--- Begin GIVEN DATA ---
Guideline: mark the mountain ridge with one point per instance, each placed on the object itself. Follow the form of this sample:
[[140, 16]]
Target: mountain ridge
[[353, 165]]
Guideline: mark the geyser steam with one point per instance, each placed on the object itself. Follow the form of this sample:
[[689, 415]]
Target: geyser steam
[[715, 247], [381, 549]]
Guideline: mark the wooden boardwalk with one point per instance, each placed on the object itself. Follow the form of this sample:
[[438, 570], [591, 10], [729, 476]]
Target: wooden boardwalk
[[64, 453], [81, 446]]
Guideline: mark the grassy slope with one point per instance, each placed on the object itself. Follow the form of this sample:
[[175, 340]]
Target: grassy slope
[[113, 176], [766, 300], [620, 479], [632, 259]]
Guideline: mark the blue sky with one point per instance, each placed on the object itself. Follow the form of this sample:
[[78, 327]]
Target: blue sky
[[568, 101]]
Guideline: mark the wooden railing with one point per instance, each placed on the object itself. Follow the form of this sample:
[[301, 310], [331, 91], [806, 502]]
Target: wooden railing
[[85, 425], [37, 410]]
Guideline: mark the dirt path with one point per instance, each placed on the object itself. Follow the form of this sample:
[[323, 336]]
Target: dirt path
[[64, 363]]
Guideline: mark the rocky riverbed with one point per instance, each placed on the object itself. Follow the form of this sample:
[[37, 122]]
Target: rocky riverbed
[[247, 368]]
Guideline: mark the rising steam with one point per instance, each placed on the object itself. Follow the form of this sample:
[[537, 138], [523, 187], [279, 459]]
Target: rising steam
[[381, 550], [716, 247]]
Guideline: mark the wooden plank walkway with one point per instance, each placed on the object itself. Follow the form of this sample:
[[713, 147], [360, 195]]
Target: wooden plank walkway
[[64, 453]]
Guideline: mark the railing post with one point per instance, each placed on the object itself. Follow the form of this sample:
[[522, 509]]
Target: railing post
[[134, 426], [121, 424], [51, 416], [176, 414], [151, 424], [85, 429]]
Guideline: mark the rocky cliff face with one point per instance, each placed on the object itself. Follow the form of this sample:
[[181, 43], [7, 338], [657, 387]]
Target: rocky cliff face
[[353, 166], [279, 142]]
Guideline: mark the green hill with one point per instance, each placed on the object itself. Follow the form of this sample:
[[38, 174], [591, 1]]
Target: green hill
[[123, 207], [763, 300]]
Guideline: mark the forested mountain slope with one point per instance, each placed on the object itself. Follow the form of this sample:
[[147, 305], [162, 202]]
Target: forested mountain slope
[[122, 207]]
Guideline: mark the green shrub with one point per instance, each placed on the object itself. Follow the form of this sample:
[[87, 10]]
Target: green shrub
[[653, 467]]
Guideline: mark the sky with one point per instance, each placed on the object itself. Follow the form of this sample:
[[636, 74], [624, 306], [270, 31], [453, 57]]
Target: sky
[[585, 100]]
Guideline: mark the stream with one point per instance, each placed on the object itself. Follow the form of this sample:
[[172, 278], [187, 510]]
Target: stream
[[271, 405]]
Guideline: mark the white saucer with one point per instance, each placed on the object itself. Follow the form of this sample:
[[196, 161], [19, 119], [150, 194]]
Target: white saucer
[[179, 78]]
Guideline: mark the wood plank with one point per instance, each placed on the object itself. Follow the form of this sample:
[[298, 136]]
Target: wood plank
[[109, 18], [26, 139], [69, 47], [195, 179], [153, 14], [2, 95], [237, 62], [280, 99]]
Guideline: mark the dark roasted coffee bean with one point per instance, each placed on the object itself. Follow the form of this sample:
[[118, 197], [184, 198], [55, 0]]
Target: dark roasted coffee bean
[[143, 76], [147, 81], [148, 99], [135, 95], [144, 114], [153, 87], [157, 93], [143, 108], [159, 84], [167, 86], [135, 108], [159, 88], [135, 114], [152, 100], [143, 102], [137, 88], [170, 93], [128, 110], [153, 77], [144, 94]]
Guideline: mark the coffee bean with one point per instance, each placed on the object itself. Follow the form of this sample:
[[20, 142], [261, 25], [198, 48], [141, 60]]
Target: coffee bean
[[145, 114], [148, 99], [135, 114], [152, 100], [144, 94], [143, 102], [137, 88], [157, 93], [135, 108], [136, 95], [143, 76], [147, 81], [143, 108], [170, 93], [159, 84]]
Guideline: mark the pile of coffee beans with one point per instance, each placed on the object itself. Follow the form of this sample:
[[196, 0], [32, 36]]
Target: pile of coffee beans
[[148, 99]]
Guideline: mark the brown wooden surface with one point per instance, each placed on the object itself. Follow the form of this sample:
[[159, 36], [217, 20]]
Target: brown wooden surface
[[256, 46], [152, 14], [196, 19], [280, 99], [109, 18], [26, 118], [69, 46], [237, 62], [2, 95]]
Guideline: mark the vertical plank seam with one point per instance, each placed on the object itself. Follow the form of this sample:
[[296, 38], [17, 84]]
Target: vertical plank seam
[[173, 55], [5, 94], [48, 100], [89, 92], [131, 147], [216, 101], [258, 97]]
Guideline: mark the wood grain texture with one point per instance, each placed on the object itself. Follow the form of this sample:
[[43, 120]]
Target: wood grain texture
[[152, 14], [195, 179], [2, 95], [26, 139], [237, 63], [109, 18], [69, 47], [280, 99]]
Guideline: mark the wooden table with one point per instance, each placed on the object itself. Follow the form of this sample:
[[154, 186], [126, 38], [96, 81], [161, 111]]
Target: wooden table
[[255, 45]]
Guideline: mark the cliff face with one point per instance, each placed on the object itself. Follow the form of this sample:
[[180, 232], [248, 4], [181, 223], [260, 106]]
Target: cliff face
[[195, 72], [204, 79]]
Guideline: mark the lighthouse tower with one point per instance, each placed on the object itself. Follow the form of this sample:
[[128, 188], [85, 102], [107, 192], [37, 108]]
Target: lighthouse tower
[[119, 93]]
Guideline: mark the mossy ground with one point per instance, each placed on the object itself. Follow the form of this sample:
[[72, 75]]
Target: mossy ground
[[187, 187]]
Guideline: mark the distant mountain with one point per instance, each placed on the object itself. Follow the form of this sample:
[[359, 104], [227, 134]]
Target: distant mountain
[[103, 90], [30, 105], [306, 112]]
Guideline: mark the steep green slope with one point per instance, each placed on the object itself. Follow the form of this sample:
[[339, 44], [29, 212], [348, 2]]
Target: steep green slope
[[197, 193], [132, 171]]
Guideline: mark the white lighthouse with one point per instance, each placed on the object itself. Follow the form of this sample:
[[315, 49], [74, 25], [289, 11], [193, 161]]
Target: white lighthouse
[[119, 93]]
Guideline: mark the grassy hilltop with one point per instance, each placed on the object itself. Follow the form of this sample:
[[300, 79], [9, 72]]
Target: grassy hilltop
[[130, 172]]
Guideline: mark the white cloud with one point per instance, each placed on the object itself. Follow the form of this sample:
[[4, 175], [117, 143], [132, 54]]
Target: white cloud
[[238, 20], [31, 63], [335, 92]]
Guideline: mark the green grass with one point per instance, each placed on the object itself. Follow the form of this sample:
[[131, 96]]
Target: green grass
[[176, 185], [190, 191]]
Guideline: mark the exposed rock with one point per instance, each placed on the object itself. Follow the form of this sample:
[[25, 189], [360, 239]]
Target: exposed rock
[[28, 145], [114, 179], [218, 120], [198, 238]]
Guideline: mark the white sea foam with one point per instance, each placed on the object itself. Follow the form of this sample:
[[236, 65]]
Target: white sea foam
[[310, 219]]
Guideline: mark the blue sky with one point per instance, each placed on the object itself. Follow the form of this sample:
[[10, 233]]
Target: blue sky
--- End GIVEN DATA ---
* [PROBLEM TO SOLVE]
Update all of the lines above by changing "one point per instance" to "a single point per instance" wherever it appears, and leave everything else as it is.

* [WRITTEN RESPONSE]
Guideline: mark the mountain ridge with a single point per instance, each placed on the object itself. Follow the form of this sample:
[[140, 16]]
Target: mountain ridge
[[353, 165]]
Guideline: mark the geyser steam with a single point per instance, each placed on the object itself. Follow the form of this sample:
[[689, 415]]
Target: geyser steam
[[715, 247], [381, 549]]
Guideline: mark the wooden boardwalk with a single point per instance, each placed on the object itself. Follow the form of this sample:
[[438, 570], [591, 10], [729, 476]]
Target: wooden boardwalk
[[64, 453], [81, 446]]
Guideline: mark the grassy slope with a single point per instance, each placed on the object itself. Follow the form of this sample:
[[175, 340]]
Target: grassy slope
[[113, 176], [766, 300], [620, 479], [632, 259]]
Guideline: mark the blue sky with a single point per instance, each placed on the object itself. Follow the form of this sample:
[[78, 327]]
Target: blue sky
[[568, 101]]
Guideline: mark the wooden railing with a single point per instance, each placed on the object itself. Follow the form of this sample:
[[301, 310], [331, 91], [806, 502]]
Target: wooden railing
[[85, 425], [37, 410]]
Guideline: mark the dirt path with a single point per instance, each placed on the object itself. Follow the form of this sample:
[[323, 336]]
Target: dirt path
[[64, 363]]
Guideline: mark the rocky riverbed with a single point per instance, each placed on the object itself. Follow the form of this sample:
[[37, 122]]
Target: rocky riverbed
[[247, 368]]
Guideline: mark the rising steam with a single point per instance, each placed on the object itself. Follow the form of this sample:
[[537, 138], [523, 187], [279, 459]]
Target: rising steam
[[381, 550], [716, 247]]
Guideline: mark the wooden plank walkway with a single point per instance, each placed on the object itself. Follow the form of this sample:
[[713, 147], [360, 195]]
Target: wooden plank walkway
[[64, 453]]
Guideline: mark the railing post with a single point per instance, each placed on the object itself. Follow the form of this sample:
[[522, 509]]
Target: railing post
[[134, 426], [121, 424], [51, 416], [176, 414], [151, 424], [85, 429]]
Guideline: mark the rocky cliff face with a single point per instance, each placed on the object itself. Follow the form of this sample:
[[181, 43], [7, 338], [657, 387]]
Target: rocky cliff face
[[353, 166], [279, 142]]
Guideline: mark the green hill with a single point per instance, each placed on the object itself. Follow the form of this sample:
[[38, 174], [591, 1]]
Target: green hill
[[123, 207], [763, 300]]
Guideline: mark the forested mountain slope with a single point per instance, each placed on the object itself. Follow the form of this sample:
[[147, 305], [162, 202]]
Target: forested mountain slope
[[122, 207]]
Guideline: mark the green shrub with a single point per instance, each placed on the object itself. Follow the form of this sample:
[[87, 10]]
Target: green shrub
[[653, 467]]
Guideline: mark the sky with a single point per instance, each placed on the object itself. Follow the form of this sample:
[[636, 74], [624, 306], [270, 31], [453, 57]]
Target: sky
[[585, 100]]
Guideline: mark the stream with a single point per instance, each placed on the object itself. Follow the form of this sample:
[[172, 278], [187, 510]]
Target: stream
[[271, 405]]
Guideline: mark the white saucer with a single point per instance, each placed on the object itself. Follow the form of this sample:
[[196, 161], [19, 119], [150, 194]]
Target: white saucer
[[179, 78]]
Guideline: mark the wood plank with a single point per instance, each placed on the object itself. Follow the form of this sample:
[[298, 136]]
Target: wood plank
[[109, 18], [26, 139], [69, 47], [195, 179], [153, 14], [2, 95], [237, 62], [280, 99]]
Guideline: mark the dark roasted coffee bean with a single point per instance, each placed on the object itself. Follow the form of this sample:
[[118, 197], [184, 198], [55, 0]]
Target: dark roasted coffee bean
[[143, 76], [147, 81], [148, 99], [135, 95], [144, 114], [153, 87], [157, 93], [143, 108], [159, 84], [167, 86], [135, 108], [159, 88], [135, 114], [152, 100], [143, 102], [137, 88], [170, 93], [128, 110], [153, 77], [144, 94]]
Guideline: mark the coffee bean with a single point per instance, each placed on the object itself. Follow the form of this sample:
[[20, 142], [261, 25], [198, 48], [141, 60]]
Target: coffee bean
[[145, 114], [148, 99], [135, 114], [152, 100], [144, 94], [143, 102], [137, 88], [157, 93], [135, 108], [136, 95], [143, 76], [147, 81], [143, 108], [170, 93], [159, 84]]
Guideline: mark the pile of coffee beans with a single point per instance, each placed on the object itself. Follow the form of this sample:
[[196, 0], [32, 36]]
Target: pile of coffee beans
[[148, 99]]
Guideline: mark the brown wooden surface with a single point per instance, each placed on the object itself. Follow the form of this sample:
[[159, 36], [217, 20]]
Target: brown wooden surface
[[256, 46], [152, 14], [196, 19], [280, 99], [109, 18], [26, 118], [69, 46], [237, 62], [2, 95]]
Guideline: mark the vertical plank seam with a single point per instance, each placed on the object itself. Follow the form of this sample:
[[296, 38], [17, 84]]
Target: vertical plank seam
[[173, 55], [5, 94], [48, 100], [89, 92], [131, 147], [216, 101], [258, 97]]
Guideline: mark the wood grain texture with a single point per instance, each placed on the object itself. Follow the form of this sample:
[[43, 120]]
Target: wood grain texture
[[152, 14], [195, 179], [2, 95], [26, 139], [237, 63], [109, 18], [69, 47], [280, 99]]
Guideline: mark the wooden table with a single point per instance, each placed on the object itself. Follow the form of this sample:
[[154, 186], [126, 38], [96, 81], [161, 111]]
Target: wooden table
[[255, 45]]
Guideline: mark the cliff face with a single point per instance, each placed on the object itself. Follow the form of this sample:
[[180, 232], [248, 4], [181, 223], [260, 106]]
Target: cliff face
[[195, 72], [204, 79]]
Guideline: mark the lighthouse tower with a single point per instance, each placed on the object itself. Follow the form of this sample:
[[128, 188], [85, 102], [107, 192], [37, 108]]
Target: lighthouse tower
[[119, 93]]
Guideline: mark the mossy ground with a single point per instance, each placed on the object itself. Follow the form of this sample:
[[72, 75]]
Target: mossy ground
[[187, 187]]
Guideline: mark the distant mountain with a single point per instance, each placed on the object itself. Follow the form of this sample:
[[359, 104], [227, 134]]
Target: distant mountain
[[103, 90], [30, 105], [306, 112]]
Guideline: mark the steep green slope with a single point per instance, each placed on the object itself. Follow the form of this sample:
[[339, 44], [29, 212], [348, 2]]
Target: steep green slope
[[197, 193], [132, 171]]
Guideline: mark the white lighthouse with a single point per instance, each placed on the object itself. Follow the form of this sample:
[[315, 49], [74, 25], [289, 11], [193, 161]]
Target: white lighthouse
[[119, 93]]
Guideline: mark the grassy hilltop with a single point per instance, each placed on the object itself. Follow the form of this sample:
[[300, 79], [9, 72]]
Target: grassy hilltop
[[130, 172]]
Guideline: mark the white cloud with a single point per instance, each placed on the object itself. Follow the form of this sample:
[[4, 175], [117, 143], [132, 54]]
Target: white cloud
[[238, 20], [31, 63], [335, 92]]
Guideline: mark the green grass with a single point per instance, each placed on the object itself. Follow the form of this sample:
[[131, 96]]
Target: green grass
[[176, 185], [190, 191]]
Guideline: mark the exposed rock with a single point per instance, each placed on the object itself. Follow the form of this sample:
[[25, 189], [360, 239]]
Target: exposed rock
[[28, 145], [114, 179], [218, 120], [198, 238]]
Guideline: mark the white sea foam with a single point per instance, each placed on the object itself. Follow the form of this sample:
[[236, 65]]
Target: white sea foam
[[310, 219]]
Guideline: mark the blue sky with a single point per instance, each placed on the object itself. Follow the form of this sample:
[[10, 233]]
Target: blue sky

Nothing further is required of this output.